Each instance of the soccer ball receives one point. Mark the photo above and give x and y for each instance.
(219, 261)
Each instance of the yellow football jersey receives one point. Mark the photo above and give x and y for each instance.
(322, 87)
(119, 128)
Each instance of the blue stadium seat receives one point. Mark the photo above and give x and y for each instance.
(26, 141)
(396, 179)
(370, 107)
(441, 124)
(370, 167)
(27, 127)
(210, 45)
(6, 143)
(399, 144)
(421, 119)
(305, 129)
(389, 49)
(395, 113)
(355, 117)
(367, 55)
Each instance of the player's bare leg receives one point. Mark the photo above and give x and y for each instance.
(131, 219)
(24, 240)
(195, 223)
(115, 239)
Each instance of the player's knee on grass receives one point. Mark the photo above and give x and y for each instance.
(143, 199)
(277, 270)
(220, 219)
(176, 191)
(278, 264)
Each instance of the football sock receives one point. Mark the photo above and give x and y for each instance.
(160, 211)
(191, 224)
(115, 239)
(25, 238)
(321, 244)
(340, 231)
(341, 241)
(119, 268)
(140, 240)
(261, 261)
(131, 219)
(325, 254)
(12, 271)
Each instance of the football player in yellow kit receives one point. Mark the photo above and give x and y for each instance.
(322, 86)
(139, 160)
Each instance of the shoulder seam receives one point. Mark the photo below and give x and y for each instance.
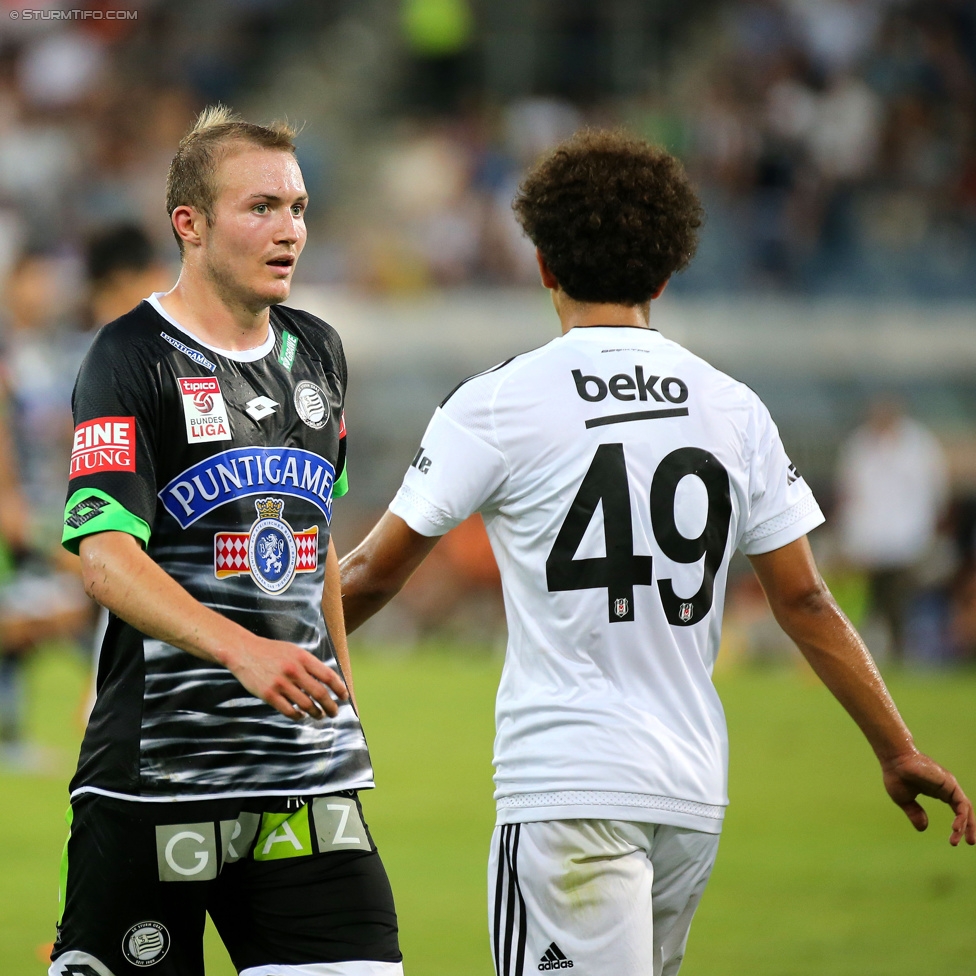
(474, 376)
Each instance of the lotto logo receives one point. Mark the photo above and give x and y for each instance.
(202, 390)
(105, 444)
(203, 409)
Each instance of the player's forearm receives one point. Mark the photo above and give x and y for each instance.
(332, 611)
(806, 610)
(121, 577)
(840, 659)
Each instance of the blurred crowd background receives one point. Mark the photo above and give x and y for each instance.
(834, 146)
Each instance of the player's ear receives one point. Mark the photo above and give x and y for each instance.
(548, 278)
(660, 291)
(189, 224)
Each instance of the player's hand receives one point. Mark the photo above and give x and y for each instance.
(288, 678)
(916, 774)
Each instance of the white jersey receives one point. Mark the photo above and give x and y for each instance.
(616, 473)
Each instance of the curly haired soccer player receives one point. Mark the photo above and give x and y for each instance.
(220, 769)
(616, 474)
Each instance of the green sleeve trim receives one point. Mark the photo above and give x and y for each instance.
(89, 510)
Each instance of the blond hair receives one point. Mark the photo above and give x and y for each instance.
(192, 177)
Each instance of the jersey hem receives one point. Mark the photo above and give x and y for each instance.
(235, 795)
(601, 811)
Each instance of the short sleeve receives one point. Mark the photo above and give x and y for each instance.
(781, 506)
(454, 474)
(341, 485)
(112, 476)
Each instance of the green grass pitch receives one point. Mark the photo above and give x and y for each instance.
(818, 872)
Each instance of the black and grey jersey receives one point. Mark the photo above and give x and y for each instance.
(224, 465)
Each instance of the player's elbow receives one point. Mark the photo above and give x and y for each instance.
(804, 605)
(95, 552)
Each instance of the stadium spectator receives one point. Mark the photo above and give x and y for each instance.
(892, 485)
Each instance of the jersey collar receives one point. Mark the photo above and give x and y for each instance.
(240, 356)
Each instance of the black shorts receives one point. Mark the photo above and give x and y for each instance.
(286, 881)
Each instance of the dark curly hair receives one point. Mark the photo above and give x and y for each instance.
(613, 216)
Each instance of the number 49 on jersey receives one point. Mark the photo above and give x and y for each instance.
(620, 570)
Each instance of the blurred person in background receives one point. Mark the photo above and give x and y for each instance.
(220, 770)
(122, 269)
(41, 598)
(892, 485)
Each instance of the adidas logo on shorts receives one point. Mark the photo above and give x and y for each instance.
(554, 959)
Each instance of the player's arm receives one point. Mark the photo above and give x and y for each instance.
(332, 611)
(120, 575)
(806, 610)
(375, 571)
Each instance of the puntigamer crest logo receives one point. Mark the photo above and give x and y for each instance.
(146, 943)
(104, 444)
(245, 471)
(271, 552)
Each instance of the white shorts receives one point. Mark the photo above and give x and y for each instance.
(600, 897)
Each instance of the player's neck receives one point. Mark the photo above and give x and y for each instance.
(214, 318)
(581, 315)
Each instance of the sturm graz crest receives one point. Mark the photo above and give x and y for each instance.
(271, 552)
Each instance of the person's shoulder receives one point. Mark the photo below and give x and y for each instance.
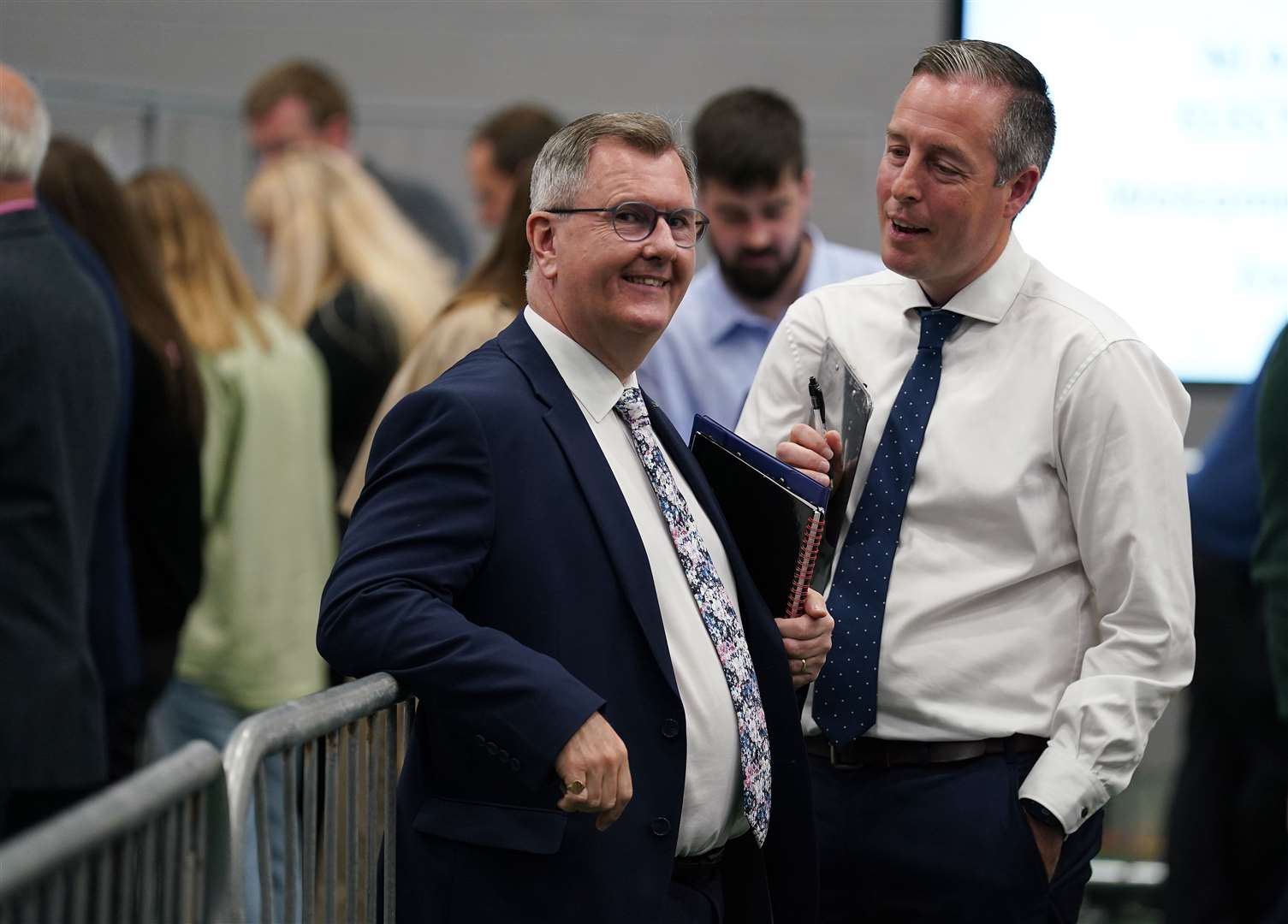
◇ ◇ ◇ ◇
**Directions**: Please retype the listing above word for word, skipping each picture.

**Solved problem**:
Each instance of the soccer ball receives one point. Mark the photo above and give x and y for each instance.
(219, 261)
Each instance of the yellow football jersey receives one point. Mark the photo above and give x and y for each instance.
(322, 87)
(119, 128)
Each instance of the blue stadium seat receives one point. Mark the photo above and give x and y for each instance.
(26, 141)
(396, 179)
(370, 107)
(441, 124)
(370, 167)
(27, 127)
(210, 45)
(6, 143)
(399, 144)
(421, 119)
(305, 129)
(389, 49)
(395, 113)
(355, 117)
(367, 55)
Each instance of the player's bare leg receives one point. Mark the photo above and give x and y for each instance.
(131, 219)
(24, 240)
(195, 223)
(115, 239)
Each instance of the player's knee on grass receives one point. Mark the photo above and give x and y for each instance.
(143, 199)
(277, 270)
(220, 219)
(176, 191)
(278, 264)
Each instance of the football sock receives one point. Mark the photo above and give x and y for each instance.
(160, 211)
(191, 224)
(115, 239)
(25, 238)
(321, 244)
(340, 231)
(341, 241)
(119, 268)
(140, 240)
(261, 261)
(131, 219)
(325, 254)
(12, 271)
Each instance of the football player in yellow kit receives one point. Mark the photo above and give x and y for each instance.
(322, 86)
(139, 160)
Each instance of the shoulder seam receives one point. Mark the photo below and give x and y for each instance.
(474, 376)
Each instance of the lotto logo receives one point. Mark the photo above and give x and y for each instance.
(202, 390)
(105, 444)
(203, 409)
Each instance of the player's forearm receives one point. Mark the photo above and give x and y for each instance.
(332, 611)
(806, 610)
(121, 577)
(840, 659)
Each instance of the blurred crowd background receives one point. Mark the photo above and give x and y for each instance.
(834, 146)
Each instance of the player's ear receives one point. Mark the photo above and give x and y for each instance.
(548, 278)
(660, 291)
(189, 224)
Each instance of the player's hand receives one point. Mark the photo above and give x and y for each instance.
(288, 678)
(916, 774)
Each instance of the white jersey receives one point. Mark the photo above and give x and y for each instance.
(616, 473)
Each instance of the curly haired soccer player receives one point. Mark the photo above and give x and y for each instance.
(220, 769)
(616, 474)
Each instance of the green sleeve trim receives one point. Mark the photo above and give x and y for each instance.
(89, 510)
Each instance of the blond hair receives one point. Mark the photo above and give x and y for each instance.
(192, 177)
Each instance of the jersey hem receives one point. Mark the photo above and give x and y for each instance.
(235, 795)
(601, 811)
Each instance of the short sleeve receives one point. Mark the photo above and give x and y for each instance.
(781, 506)
(454, 474)
(341, 485)
(112, 476)
Each instance of the green grass pitch receives one point. Mark the photo above and give x and y for each instance.
(818, 872)
Each instance of the black and grey jersey receives one point. Mark the photo above and give x and y for each instance.
(224, 465)
Each instance of the player's elbow receives one point. Mark the photo above and give x and y for each instance.
(804, 605)
(95, 552)
Each instance of the stadium spectator receives one point. Mark the photo above and give x and y for each instance.
(892, 485)
Each instance of the jersey collar receives one point. Mark the photo above and give x and y for each instance.
(240, 356)
Each instance of the black shorts receives one point. Mark the photo above and give x and y for each instance.
(286, 881)
Each instance of the dark curly hair receives one point. Mark the photo above and give x and y for each instance.
(613, 216)
Each instance of the number 49 on jersey receives one point. Mark the photo above and give x and y for each instance.
(620, 570)
Each instance of the blurred person in background receives one point. Mark the photo above and give x and y for each instance.
(220, 770)
(122, 269)
(41, 598)
(892, 485)
Each instance of the adidas logo on shorts receives one point. Mark the photo above and give x and y for each instance.
(554, 959)
Each instance of the player's arm receives one point. Mark the photo above and give x and y for each instance.
(332, 611)
(120, 575)
(806, 610)
(375, 571)
Each instance of the puntigamer crest logo receives one point. Mark the photo above and give x and y for each instance.
(146, 943)
(104, 444)
(245, 471)
(271, 552)
Each instance of the white shorts receives one point. Mark the photo above and give x and y for each instance.
(600, 897)
Each instance of the player's neck receives one point. Mark the photo above and give x and y for each instance.
(214, 318)
(581, 315)
Each instance of the sturm graz crest receives one point. Mark the photo above and give x and y for each instance.
(271, 552)
Each instance of the person's shoulder receives one point. Mark the photo below and give x and y for each instance.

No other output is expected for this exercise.